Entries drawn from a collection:
════════════════
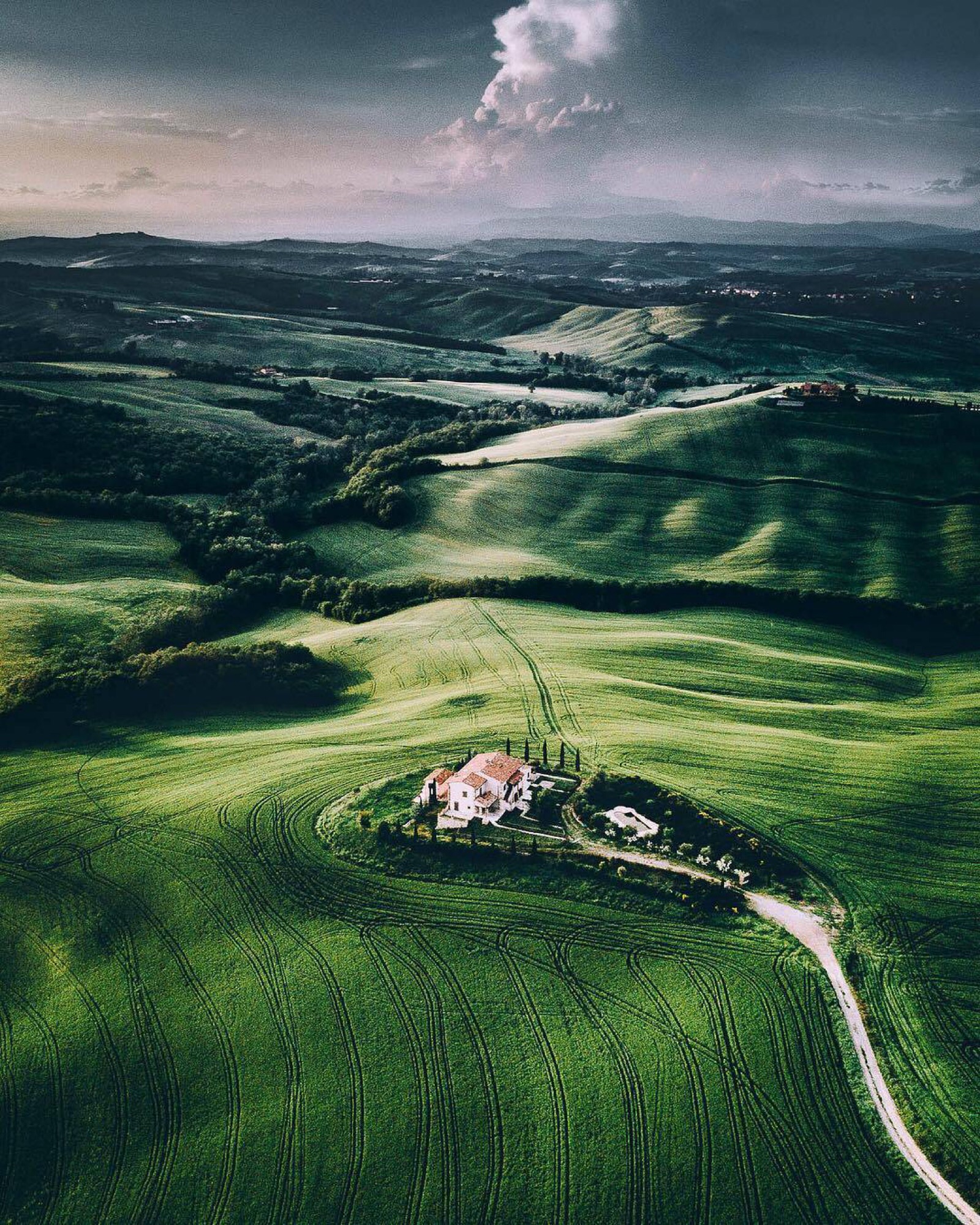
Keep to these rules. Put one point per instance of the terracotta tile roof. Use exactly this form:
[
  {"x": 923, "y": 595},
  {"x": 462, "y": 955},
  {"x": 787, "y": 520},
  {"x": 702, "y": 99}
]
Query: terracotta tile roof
════════════════
### Task objective
Pull out the text lines of the entries above and reproduce them verbatim, covering every entry. Leave the pictures out.

### Complete output
Keep to these rules. Put one point per instance of the terracotta tile roof. Use exactly this form:
[
  {"x": 923, "y": 595},
  {"x": 462, "y": 955},
  {"x": 787, "y": 520},
  {"x": 702, "y": 99}
]
Query: terracotta tile roof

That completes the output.